● PROBLEM STATEMENT: Find each line in the records below that contains the word "cuff" and copy it out in full.

● RECORD SET:
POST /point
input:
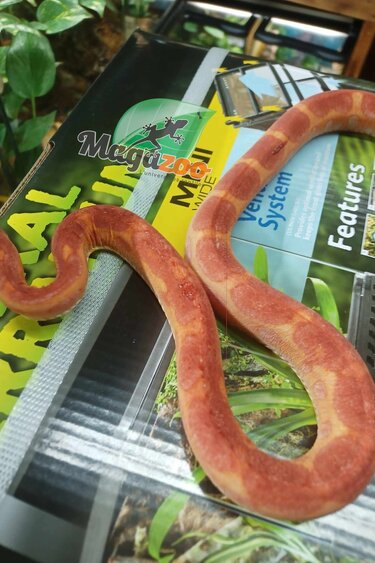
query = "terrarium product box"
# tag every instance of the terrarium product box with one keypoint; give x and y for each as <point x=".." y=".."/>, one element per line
<point x="94" y="462"/>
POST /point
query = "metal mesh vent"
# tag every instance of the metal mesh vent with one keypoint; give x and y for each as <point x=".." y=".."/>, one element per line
<point x="361" y="331"/>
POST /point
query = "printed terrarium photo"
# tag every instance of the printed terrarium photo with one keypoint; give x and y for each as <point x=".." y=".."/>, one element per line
<point x="187" y="287"/>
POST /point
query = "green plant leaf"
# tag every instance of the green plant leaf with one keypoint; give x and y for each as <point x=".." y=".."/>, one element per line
<point x="30" y="133"/>
<point x="13" y="25"/>
<point x="326" y="302"/>
<point x="261" y="264"/>
<point x="3" y="132"/>
<point x="12" y="104"/>
<point x="161" y="523"/>
<point x="257" y="399"/>
<point x="6" y="3"/>
<point x="97" y="6"/>
<point x="30" y="65"/>
<point x="3" y="56"/>
<point x="267" y="433"/>
<point x="59" y="15"/>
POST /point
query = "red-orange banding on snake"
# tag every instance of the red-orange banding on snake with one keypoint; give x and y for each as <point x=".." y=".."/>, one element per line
<point x="342" y="460"/>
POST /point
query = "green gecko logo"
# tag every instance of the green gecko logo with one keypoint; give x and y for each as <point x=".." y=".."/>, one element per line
<point x="163" y="143"/>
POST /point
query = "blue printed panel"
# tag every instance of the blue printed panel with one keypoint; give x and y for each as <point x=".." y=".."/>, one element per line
<point x="287" y="272"/>
<point x="286" y="213"/>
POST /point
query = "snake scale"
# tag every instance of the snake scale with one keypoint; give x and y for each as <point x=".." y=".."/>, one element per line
<point x="342" y="459"/>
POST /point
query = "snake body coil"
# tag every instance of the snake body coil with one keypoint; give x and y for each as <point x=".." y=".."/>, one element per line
<point x="342" y="459"/>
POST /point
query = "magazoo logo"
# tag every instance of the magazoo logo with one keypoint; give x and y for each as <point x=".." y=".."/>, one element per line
<point x="163" y="144"/>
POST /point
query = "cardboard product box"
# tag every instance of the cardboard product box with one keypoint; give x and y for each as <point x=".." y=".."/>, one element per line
<point x="94" y="463"/>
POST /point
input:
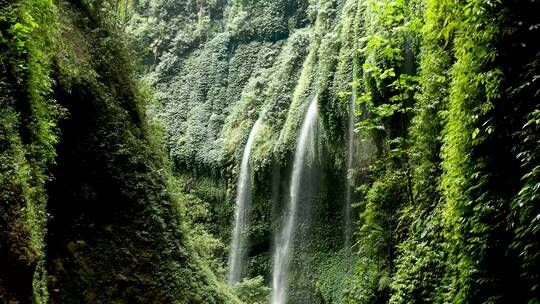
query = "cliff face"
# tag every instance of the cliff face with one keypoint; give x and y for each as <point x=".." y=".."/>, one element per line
<point x="89" y="210"/>
<point x="218" y="66"/>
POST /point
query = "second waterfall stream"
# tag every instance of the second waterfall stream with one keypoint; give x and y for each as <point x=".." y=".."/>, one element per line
<point x="239" y="242"/>
<point x="305" y="148"/>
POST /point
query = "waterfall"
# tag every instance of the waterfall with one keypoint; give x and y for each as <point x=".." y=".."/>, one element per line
<point x="305" y="148"/>
<point x="238" y="248"/>
<point x="350" y="159"/>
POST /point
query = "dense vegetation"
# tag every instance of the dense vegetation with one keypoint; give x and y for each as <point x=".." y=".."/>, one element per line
<point x="122" y="125"/>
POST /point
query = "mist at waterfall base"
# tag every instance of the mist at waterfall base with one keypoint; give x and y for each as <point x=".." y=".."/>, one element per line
<point x="303" y="203"/>
<point x="239" y="241"/>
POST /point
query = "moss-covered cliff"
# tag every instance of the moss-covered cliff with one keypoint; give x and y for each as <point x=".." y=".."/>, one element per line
<point x="90" y="213"/>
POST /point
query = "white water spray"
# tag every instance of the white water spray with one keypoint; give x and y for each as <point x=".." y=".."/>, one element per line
<point x="350" y="159"/>
<point x="282" y="256"/>
<point x="238" y="253"/>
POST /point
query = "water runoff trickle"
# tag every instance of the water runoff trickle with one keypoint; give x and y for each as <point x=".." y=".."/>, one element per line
<point x="305" y="152"/>
<point x="239" y="241"/>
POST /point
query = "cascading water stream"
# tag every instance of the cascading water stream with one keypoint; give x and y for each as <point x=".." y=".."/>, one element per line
<point x="350" y="159"/>
<point x="282" y="255"/>
<point x="237" y="255"/>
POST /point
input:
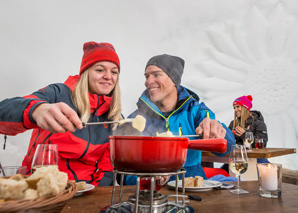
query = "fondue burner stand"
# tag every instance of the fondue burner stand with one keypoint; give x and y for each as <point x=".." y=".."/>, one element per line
<point x="147" y="198"/>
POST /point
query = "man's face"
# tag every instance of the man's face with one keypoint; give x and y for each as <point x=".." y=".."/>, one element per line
<point x="159" y="85"/>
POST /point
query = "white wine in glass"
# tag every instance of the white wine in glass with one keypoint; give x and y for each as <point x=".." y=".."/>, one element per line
<point x="45" y="155"/>
<point x="238" y="164"/>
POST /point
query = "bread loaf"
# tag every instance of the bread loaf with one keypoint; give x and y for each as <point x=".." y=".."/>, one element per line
<point x="30" y="194"/>
<point x="12" y="189"/>
<point x="52" y="183"/>
<point x="48" y="181"/>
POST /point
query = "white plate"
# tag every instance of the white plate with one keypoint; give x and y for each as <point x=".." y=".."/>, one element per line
<point x="88" y="188"/>
<point x="208" y="185"/>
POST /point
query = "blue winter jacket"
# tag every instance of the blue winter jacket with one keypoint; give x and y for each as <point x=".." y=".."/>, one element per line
<point x="188" y="114"/>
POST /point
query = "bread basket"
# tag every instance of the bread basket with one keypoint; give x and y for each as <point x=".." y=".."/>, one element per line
<point x="41" y="204"/>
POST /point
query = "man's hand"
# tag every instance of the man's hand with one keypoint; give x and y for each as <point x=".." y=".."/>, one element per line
<point x="211" y="129"/>
<point x="56" y="118"/>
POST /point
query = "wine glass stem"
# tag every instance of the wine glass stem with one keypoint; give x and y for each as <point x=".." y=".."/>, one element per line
<point x="238" y="181"/>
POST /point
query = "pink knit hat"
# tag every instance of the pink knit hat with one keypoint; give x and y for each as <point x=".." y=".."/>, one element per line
<point x="245" y="101"/>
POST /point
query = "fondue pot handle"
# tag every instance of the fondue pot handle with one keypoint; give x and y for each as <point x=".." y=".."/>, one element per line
<point x="218" y="145"/>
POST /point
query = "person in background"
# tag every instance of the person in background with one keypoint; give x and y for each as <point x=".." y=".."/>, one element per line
<point x="247" y="120"/>
<point x="56" y="112"/>
<point x="168" y="106"/>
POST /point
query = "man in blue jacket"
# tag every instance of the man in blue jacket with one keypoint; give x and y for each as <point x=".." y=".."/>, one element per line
<point x="168" y="106"/>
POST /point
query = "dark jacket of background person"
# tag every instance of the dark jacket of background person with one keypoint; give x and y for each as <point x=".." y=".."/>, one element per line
<point x="256" y="125"/>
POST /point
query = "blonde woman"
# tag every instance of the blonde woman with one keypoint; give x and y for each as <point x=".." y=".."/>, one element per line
<point x="56" y="112"/>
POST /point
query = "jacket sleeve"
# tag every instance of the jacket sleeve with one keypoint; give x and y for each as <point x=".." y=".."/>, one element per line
<point x="230" y="138"/>
<point x="16" y="113"/>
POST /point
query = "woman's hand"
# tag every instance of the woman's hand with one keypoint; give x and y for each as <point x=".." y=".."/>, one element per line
<point x="56" y="118"/>
<point x="211" y="129"/>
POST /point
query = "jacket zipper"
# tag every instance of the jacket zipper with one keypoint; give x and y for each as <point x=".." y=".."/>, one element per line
<point x="166" y="119"/>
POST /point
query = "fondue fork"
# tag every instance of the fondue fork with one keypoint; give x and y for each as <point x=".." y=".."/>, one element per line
<point x="188" y="136"/>
<point x="109" y="122"/>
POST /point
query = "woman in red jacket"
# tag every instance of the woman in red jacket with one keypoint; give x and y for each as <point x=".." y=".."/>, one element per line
<point x="56" y="112"/>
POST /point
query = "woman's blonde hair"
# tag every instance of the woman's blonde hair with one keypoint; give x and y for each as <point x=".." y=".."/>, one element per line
<point x="245" y="114"/>
<point x="80" y="97"/>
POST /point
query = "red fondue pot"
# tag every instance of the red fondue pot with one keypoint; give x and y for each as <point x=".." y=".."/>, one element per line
<point x="157" y="154"/>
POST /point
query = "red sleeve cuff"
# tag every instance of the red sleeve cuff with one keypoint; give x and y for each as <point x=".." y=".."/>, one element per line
<point x="28" y="121"/>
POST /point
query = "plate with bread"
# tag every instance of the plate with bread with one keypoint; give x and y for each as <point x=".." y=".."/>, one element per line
<point x="195" y="184"/>
<point x="47" y="188"/>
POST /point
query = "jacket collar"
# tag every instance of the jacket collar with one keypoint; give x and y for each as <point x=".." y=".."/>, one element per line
<point x="183" y="95"/>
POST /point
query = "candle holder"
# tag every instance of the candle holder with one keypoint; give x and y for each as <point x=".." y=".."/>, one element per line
<point x="270" y="179"/>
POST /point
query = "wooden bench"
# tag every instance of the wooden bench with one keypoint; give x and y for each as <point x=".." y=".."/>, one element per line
<point x="290" y="176"/>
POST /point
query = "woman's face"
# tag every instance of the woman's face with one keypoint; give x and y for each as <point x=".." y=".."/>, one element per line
<point x="237" y="110"/>
<point x="103" y="77"/>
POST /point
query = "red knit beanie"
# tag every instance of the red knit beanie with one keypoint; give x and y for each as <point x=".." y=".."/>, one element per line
<point x="245" y="101"/>
<point x="95" y="52"/>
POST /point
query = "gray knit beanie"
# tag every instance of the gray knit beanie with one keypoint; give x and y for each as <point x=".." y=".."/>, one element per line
<point x="172" y="65"/>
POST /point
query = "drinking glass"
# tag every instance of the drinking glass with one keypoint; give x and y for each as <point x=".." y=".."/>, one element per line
<point x="12" y="170"/>
<point x="249" y="139"/>
<point x="45" y="155"/>
<point x="259" y="143"/>
<point x="238" y="165"/>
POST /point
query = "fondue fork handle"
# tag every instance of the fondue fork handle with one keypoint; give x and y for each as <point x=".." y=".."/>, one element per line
<point x="109" y="122"/>
<point x="1" y="168"/>
<point x="98" y="123"/>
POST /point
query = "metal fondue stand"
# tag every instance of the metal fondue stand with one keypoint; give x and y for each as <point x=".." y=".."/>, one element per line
<point x="153" y="208"/>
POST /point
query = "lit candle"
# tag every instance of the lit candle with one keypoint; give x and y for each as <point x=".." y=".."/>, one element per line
<point x="269" y="180"/>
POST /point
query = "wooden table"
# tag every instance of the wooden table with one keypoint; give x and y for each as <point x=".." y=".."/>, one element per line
<point x="212" y="201"/>
<point x="251" y="173"/>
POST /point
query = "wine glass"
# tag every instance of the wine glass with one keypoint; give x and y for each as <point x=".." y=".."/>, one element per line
<point x="238" y="165"/>
<point x="249" y="139"/>
<point x="45" y="155"/>
<point x="12" y="170"/>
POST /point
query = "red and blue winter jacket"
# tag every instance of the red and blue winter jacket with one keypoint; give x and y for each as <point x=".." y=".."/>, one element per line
<point x="84" y="154"/>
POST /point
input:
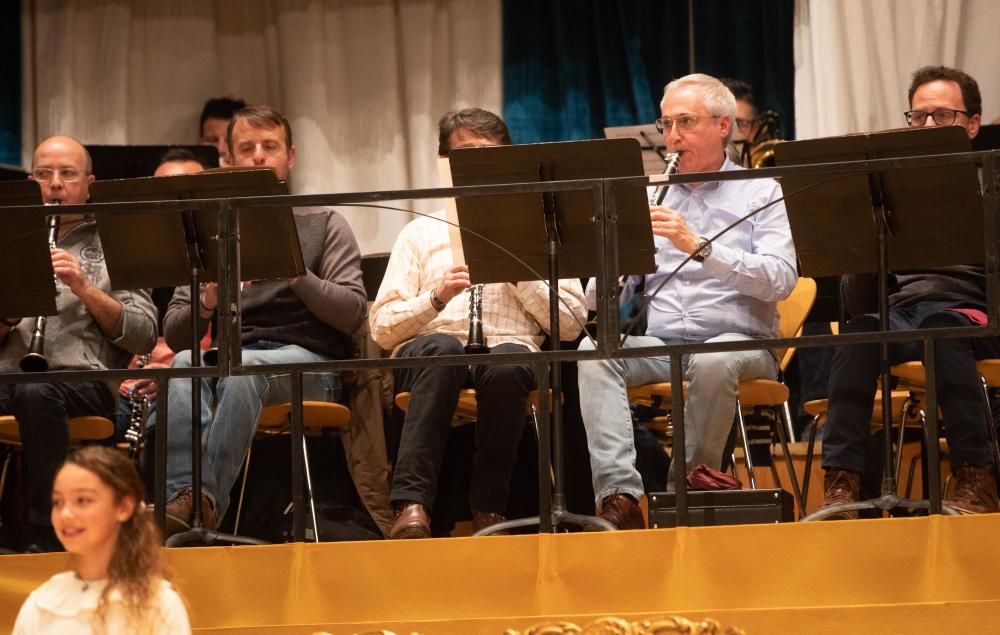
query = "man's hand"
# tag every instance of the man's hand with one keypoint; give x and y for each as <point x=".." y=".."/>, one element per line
<point x="147" y="387"/>
<point x="67" y="269"/>
<point x="672" y="226"/>
<point x="454" y="282"/>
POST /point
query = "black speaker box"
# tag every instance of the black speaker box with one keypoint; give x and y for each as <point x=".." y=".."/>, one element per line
<point x="729" y="507"/>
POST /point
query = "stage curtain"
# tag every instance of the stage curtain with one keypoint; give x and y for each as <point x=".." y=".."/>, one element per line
<point x="854" y="58"/>
<point x="363" y="82"/>
<point x="572" y="68"/>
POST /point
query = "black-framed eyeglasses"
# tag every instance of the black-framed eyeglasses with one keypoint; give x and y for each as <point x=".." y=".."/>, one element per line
<point x="941" y="116"/>
<point x="685" y="123"/>
<point x="67" y="175"/>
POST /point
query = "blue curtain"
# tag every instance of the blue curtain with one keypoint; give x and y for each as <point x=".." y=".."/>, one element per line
<point x="10" y="77"/>
<point x="571" y="68"/>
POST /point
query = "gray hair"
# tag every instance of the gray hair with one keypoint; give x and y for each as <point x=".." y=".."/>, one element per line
<point x="718" y="99"/>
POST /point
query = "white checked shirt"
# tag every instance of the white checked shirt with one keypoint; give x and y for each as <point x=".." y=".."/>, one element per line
<point x="511" y="313"/>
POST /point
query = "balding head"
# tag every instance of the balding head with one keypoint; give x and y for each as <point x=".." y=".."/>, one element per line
<point x="62" y="167"/>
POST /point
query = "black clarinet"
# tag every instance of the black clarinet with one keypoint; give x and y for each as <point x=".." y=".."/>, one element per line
<point x="139" y="407"/>
<point x="477" y="340"/>
<point x="34" y="360"/>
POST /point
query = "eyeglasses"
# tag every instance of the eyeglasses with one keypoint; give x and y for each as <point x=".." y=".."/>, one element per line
<point x="942" y="116"/>
<point x="685" y="123"/>
<point x="66" y="175"/>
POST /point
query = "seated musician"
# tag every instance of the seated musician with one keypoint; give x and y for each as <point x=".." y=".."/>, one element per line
<point x="932" y="298"/>
<point x="137" y="396"/>
<point x="422" y="309"/>
<point x="306" y="319"/>
<point x="96" y="329"/>
<point x="728" y="291"/>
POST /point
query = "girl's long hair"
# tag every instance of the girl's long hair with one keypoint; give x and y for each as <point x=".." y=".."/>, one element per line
<point x="137" y="566"/>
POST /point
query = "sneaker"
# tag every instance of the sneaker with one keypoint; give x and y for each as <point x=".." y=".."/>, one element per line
<point x="975" y="491"/>
<point x="840" y="487"/>
<point x="178" y="513"/>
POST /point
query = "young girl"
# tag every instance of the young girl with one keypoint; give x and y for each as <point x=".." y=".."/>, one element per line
<point x="118" y="582"/>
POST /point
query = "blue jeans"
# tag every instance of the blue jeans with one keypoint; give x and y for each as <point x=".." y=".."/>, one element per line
<point x="708" y="410"/>
<point x="228" y="428"/>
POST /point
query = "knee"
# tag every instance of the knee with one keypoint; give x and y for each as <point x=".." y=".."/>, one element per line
<point x="29" y="397"/>
<point x="441" y="344"/>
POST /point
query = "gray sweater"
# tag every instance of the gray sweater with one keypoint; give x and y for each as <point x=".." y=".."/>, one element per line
<point x="320" y="313"/>
<point x="73" y="340"/>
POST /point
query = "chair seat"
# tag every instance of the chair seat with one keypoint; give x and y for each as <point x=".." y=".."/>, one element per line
<point x="315" y="414"/>
<point x="88" y="428"/>
<point x="762" y="392"/>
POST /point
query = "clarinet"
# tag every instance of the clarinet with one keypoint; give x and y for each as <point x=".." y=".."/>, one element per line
<point x="34" y="360"/>
<point x="477" y="340"/>
<point x="139" y="407"/>
<point x="660" y="193"/>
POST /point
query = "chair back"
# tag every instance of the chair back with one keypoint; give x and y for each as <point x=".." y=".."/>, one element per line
<point x="793" y="311"/>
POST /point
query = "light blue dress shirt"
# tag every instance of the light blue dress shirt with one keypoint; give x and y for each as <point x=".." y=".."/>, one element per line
<point x="736" y="289"/>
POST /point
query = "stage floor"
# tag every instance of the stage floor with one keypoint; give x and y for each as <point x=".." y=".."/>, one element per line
<point x="887" y="576"/>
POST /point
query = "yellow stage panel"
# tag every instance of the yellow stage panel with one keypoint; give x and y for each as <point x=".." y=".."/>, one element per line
<point x="824" y="577"/>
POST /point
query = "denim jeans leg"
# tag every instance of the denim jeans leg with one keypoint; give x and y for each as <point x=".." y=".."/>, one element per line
<point x="607" y="417"/>
<point x="711" y="398"/>
<point x="179" y="428"/>
<point x="239" y="400"/>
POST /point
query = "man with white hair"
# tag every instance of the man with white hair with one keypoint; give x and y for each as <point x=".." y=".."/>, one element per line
<point x="728" y="291"/>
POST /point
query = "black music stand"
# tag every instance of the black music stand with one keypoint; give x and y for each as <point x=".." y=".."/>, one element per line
<point x="185" y="250"/>
<point x="24" y="249"/>
<point x="552" y="232"/>
<point x="882" y="221"/>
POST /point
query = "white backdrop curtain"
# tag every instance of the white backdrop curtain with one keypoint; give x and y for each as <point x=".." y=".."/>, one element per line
<point x="854" y="58"/>
<point x="363" y="82"/>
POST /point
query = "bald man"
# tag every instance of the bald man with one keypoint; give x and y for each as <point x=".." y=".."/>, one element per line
<point x="96" y="329"/>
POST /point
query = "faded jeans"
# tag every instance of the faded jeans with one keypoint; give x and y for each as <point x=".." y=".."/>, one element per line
<point x="229" y="428"/>
<point x="709" y="408"/>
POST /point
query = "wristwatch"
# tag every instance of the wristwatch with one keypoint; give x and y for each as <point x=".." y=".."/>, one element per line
<point x="702" y="251"/>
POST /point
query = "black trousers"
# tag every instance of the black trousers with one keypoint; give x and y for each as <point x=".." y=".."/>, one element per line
<point x="501" y="395"/>
<point x="42" y="411"/>
<point x="853" y="383"/>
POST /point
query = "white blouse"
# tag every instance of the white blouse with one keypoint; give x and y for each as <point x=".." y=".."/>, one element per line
<point x="66" y="605"/>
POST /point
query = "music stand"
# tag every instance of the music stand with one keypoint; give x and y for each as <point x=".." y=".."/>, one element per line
<point x="24" y="249"/>
<point x="552" y="232"/>
<point x="651" y="142"/>
<point x="186" y="250"/>
<point x="882" y="221"/>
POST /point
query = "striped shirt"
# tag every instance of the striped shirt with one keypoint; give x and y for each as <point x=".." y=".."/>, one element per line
<point x="515" y="313"/>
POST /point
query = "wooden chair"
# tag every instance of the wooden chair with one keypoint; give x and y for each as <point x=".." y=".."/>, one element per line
<point x="81" y="429"/>
<point x="277" y="419"/>
<point x="756" y="392"/>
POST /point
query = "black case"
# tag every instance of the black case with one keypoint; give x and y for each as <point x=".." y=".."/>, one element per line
<point x="729" y="507"/>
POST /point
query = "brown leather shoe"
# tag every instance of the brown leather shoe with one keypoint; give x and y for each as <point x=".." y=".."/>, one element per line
<point x="412" y="521"/>
<point x="841" y="486"/>
<point x="622" y="511"/>
<point x="975" y="491"/>
<point x="482" y="520"/>
<point x="179" y="513"/>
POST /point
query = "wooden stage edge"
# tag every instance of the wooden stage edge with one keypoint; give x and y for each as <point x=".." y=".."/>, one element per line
<point x="907" y="575"/>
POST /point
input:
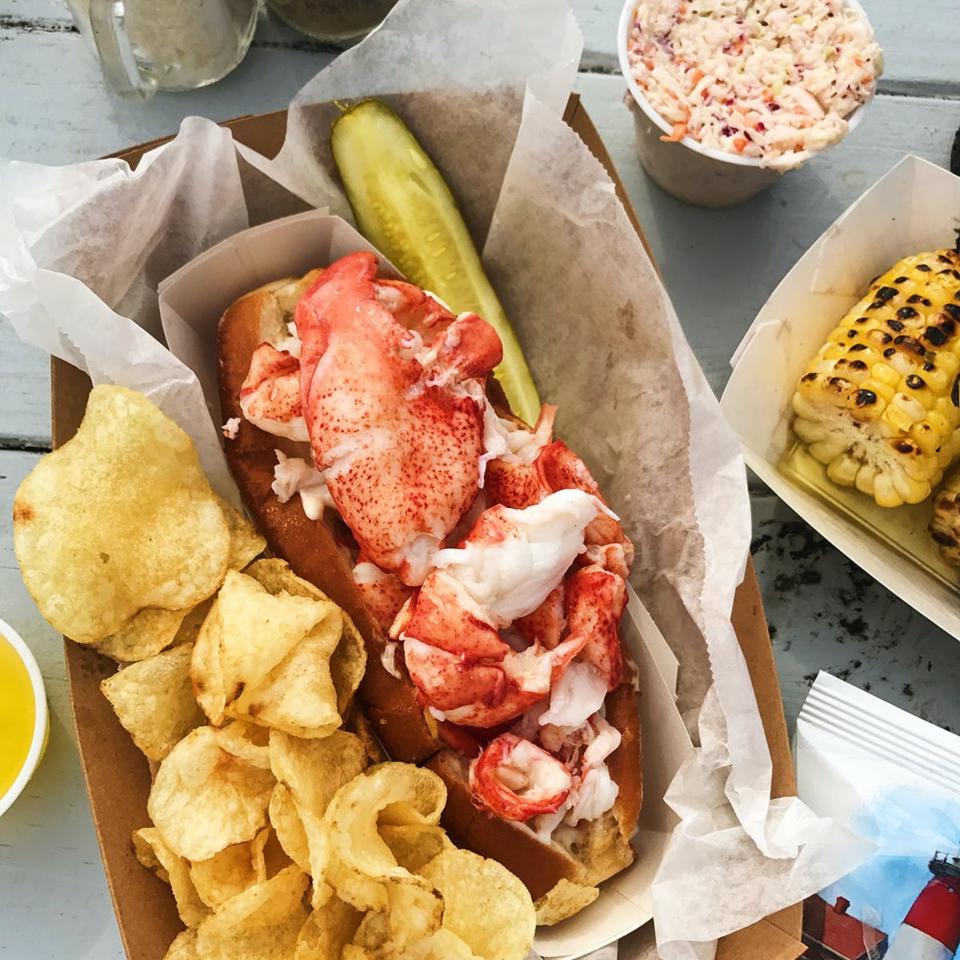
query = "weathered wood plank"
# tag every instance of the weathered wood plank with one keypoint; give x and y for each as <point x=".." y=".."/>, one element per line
<point x="721" y="265"/>
<point x="24" y="392"/>
<point x="55" y="108"/>
<point x="55" y="901"/>
<point x="919" y="39"/>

● OUTPUT BELOW:
query = "red sleeve cuff"
# tag every instance of the red sleeve cuff with one keypoint; give x and y for each as <point x=".." y=".."/>, one element per line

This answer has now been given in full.